● Problem statement: Your answer should be each line of the entries that contains the word "frame", copied in full.

● Data provided:
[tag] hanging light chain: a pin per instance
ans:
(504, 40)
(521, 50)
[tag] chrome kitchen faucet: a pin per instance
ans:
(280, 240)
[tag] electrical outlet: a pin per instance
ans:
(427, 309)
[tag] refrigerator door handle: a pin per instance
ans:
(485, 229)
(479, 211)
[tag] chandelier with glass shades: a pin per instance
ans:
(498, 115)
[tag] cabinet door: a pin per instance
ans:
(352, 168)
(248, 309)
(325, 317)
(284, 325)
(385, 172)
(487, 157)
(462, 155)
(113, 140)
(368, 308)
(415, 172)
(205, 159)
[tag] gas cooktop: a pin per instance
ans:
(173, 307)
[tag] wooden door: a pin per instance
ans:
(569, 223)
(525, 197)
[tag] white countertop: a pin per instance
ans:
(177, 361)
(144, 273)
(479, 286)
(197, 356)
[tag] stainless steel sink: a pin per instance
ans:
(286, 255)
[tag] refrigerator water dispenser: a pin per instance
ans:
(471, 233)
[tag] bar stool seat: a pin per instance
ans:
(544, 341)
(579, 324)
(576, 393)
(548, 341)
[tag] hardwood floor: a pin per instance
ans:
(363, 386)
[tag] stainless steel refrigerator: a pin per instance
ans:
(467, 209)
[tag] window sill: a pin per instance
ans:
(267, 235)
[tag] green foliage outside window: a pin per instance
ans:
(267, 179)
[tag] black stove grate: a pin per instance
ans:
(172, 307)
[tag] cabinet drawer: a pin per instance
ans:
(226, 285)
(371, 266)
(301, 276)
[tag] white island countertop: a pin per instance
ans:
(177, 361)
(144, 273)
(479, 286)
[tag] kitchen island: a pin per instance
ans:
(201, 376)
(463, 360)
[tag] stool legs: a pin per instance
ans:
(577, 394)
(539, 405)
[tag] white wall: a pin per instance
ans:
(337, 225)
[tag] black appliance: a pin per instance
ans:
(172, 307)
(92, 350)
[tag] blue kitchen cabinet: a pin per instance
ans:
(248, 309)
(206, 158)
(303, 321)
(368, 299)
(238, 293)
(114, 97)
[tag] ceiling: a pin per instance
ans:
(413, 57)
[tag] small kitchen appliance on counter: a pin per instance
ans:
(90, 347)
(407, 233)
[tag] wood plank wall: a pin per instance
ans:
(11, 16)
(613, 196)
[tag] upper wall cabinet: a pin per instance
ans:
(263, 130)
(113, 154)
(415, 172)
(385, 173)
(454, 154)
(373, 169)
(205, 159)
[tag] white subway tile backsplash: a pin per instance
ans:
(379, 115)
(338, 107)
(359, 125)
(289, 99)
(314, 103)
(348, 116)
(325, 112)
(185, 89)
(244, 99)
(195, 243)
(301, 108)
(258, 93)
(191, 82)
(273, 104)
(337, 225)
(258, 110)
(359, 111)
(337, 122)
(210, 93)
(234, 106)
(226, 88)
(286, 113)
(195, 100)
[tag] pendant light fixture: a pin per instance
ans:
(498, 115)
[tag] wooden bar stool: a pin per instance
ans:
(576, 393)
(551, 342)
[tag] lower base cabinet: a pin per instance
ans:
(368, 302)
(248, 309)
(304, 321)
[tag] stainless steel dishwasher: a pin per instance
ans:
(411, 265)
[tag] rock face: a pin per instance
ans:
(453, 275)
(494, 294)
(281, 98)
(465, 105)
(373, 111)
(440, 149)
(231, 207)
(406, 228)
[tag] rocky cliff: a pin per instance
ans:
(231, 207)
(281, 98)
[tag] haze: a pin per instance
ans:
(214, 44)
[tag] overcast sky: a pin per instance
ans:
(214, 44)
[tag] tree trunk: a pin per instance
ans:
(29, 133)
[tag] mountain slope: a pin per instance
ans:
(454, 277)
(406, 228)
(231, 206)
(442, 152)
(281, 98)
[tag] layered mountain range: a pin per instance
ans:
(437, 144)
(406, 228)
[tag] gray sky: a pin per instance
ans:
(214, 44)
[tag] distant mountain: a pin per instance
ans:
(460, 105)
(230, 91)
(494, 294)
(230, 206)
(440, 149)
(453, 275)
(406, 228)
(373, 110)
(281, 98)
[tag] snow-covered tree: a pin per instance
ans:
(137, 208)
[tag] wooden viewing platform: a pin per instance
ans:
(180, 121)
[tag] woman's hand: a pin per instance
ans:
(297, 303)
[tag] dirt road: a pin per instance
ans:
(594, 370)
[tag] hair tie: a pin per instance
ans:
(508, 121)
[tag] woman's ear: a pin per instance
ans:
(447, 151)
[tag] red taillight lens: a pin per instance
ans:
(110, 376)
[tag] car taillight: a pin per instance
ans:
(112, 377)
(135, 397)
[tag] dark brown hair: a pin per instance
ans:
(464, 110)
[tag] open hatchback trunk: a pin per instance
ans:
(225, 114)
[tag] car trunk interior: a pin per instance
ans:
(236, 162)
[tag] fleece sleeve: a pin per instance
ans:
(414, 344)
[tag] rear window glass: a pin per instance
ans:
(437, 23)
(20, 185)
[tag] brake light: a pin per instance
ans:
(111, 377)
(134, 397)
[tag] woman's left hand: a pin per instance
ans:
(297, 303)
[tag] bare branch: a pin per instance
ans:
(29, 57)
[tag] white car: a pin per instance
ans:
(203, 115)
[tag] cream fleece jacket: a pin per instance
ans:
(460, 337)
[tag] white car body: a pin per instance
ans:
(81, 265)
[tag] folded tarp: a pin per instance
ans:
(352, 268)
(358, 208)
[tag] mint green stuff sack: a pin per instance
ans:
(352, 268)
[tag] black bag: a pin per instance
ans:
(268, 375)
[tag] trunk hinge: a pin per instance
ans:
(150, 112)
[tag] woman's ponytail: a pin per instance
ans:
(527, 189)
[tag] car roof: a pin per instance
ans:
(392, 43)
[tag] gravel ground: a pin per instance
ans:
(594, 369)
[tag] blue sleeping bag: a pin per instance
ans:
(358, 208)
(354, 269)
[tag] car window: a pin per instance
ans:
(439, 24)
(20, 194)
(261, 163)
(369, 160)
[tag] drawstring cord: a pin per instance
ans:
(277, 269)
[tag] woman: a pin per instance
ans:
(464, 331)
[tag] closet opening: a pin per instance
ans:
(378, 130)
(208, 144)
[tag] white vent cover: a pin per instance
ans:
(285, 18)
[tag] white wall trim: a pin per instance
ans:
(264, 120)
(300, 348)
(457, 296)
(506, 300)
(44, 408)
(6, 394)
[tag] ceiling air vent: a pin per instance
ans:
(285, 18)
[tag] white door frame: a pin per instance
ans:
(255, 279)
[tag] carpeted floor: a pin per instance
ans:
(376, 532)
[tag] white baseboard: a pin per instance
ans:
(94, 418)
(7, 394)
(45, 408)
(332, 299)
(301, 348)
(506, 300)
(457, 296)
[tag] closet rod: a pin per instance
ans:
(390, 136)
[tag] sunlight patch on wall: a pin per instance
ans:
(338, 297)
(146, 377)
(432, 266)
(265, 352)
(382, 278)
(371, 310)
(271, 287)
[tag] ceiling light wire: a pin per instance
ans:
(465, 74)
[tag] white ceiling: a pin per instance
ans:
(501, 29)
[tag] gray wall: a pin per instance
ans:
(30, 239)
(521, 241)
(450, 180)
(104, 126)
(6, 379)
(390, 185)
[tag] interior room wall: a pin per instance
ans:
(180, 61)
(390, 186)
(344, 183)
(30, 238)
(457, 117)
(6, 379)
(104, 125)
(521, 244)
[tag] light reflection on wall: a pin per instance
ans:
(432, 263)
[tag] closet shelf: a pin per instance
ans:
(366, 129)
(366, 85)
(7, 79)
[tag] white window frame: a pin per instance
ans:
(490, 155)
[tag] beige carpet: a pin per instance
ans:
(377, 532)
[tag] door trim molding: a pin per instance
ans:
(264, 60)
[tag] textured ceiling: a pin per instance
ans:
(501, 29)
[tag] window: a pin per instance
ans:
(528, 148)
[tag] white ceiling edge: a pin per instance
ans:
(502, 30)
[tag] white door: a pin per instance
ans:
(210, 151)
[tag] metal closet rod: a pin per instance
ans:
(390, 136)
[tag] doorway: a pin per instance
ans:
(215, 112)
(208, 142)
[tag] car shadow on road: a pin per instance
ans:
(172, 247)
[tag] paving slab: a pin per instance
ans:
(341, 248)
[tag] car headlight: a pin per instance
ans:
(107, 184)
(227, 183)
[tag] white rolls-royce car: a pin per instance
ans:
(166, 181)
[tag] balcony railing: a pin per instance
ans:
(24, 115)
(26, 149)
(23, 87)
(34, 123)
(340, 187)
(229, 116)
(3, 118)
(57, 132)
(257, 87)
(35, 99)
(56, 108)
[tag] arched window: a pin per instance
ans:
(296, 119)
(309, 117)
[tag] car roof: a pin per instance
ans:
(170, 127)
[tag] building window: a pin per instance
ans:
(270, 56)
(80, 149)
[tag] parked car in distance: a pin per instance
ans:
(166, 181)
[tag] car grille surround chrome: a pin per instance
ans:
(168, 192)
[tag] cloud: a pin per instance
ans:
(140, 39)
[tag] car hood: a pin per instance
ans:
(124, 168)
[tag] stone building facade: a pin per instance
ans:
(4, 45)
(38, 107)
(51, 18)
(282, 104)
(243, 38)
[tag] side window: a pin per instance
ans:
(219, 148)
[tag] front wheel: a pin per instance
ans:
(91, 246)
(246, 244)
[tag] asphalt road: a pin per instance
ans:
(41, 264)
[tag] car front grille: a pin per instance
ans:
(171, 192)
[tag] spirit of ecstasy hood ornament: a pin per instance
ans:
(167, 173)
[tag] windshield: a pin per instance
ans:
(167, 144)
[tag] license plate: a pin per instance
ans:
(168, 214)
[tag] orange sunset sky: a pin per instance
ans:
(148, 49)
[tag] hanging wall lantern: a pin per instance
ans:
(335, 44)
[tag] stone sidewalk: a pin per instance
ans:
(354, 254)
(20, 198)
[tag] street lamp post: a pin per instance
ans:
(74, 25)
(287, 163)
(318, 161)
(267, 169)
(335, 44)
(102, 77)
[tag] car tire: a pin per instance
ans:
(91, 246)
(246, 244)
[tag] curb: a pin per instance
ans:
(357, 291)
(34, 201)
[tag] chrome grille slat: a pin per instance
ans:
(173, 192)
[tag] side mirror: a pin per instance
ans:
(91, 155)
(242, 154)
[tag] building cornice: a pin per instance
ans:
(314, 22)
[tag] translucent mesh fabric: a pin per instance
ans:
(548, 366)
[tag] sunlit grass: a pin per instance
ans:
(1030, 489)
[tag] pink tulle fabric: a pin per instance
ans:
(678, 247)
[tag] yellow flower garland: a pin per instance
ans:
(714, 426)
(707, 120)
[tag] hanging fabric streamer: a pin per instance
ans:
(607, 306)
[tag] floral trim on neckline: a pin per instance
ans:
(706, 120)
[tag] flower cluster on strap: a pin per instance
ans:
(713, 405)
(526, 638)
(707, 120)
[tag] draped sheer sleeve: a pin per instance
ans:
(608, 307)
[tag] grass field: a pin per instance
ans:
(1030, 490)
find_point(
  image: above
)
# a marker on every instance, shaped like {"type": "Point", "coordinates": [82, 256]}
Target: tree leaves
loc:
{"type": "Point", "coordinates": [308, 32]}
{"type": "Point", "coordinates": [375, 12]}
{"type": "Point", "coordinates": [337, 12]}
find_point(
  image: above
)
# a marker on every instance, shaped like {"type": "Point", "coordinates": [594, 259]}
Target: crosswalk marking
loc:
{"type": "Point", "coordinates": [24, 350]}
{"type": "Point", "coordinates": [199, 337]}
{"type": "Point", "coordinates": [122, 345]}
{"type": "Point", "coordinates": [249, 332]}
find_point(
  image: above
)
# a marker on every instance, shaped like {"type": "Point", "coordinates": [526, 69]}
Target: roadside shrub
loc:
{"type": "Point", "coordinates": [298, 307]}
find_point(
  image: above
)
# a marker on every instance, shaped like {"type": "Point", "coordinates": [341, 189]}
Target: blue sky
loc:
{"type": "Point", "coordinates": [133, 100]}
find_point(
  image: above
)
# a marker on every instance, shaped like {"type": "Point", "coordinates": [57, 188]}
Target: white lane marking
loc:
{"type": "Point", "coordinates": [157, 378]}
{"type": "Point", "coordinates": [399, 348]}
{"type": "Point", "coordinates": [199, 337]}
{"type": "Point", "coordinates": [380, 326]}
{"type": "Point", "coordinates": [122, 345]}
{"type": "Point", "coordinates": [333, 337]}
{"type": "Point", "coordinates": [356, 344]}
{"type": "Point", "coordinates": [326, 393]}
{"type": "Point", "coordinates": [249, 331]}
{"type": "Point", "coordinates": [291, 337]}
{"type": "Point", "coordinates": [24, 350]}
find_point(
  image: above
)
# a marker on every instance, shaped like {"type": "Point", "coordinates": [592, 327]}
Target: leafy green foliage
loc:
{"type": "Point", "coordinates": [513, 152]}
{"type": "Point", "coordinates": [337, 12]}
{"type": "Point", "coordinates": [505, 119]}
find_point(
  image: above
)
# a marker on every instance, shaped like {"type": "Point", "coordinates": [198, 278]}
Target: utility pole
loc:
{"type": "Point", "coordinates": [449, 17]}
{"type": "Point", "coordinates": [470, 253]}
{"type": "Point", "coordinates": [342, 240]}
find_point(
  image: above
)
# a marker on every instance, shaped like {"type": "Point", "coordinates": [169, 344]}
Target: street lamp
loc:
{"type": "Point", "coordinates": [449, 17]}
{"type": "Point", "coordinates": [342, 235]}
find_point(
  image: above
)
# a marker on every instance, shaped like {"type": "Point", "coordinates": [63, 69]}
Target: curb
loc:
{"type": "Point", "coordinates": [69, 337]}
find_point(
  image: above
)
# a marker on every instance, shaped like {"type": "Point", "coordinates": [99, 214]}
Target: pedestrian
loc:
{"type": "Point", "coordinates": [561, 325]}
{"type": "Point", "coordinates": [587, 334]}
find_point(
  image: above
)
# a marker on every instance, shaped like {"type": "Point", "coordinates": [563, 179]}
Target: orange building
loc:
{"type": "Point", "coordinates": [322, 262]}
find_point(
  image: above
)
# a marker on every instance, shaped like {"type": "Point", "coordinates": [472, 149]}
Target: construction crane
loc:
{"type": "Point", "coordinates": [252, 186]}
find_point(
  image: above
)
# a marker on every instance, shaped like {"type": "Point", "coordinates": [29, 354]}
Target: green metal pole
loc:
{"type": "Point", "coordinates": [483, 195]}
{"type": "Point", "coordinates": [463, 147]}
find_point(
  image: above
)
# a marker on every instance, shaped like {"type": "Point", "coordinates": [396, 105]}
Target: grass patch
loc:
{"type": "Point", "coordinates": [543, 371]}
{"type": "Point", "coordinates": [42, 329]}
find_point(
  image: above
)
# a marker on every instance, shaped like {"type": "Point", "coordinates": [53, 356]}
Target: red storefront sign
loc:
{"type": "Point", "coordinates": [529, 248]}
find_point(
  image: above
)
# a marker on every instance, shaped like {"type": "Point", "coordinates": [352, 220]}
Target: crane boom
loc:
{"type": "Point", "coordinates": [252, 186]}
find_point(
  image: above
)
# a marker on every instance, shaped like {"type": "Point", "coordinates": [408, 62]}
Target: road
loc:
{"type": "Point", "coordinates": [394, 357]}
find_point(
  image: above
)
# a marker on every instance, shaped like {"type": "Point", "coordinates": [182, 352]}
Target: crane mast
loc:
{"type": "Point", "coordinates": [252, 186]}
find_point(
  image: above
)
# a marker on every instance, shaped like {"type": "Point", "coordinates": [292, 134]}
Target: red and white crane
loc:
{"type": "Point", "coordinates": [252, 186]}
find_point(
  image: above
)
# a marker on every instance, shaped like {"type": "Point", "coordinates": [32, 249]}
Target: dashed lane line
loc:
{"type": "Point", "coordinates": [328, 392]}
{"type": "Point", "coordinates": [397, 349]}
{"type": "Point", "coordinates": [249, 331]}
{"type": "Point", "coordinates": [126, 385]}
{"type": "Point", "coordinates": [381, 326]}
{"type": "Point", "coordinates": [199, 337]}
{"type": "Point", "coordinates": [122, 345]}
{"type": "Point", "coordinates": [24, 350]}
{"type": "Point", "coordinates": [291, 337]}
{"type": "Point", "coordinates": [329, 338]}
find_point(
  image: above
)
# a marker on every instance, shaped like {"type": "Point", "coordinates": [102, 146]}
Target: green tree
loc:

● Answer for the task:
[tag] white door frame: a pin per instance
[tag] white window frame: a pin per instance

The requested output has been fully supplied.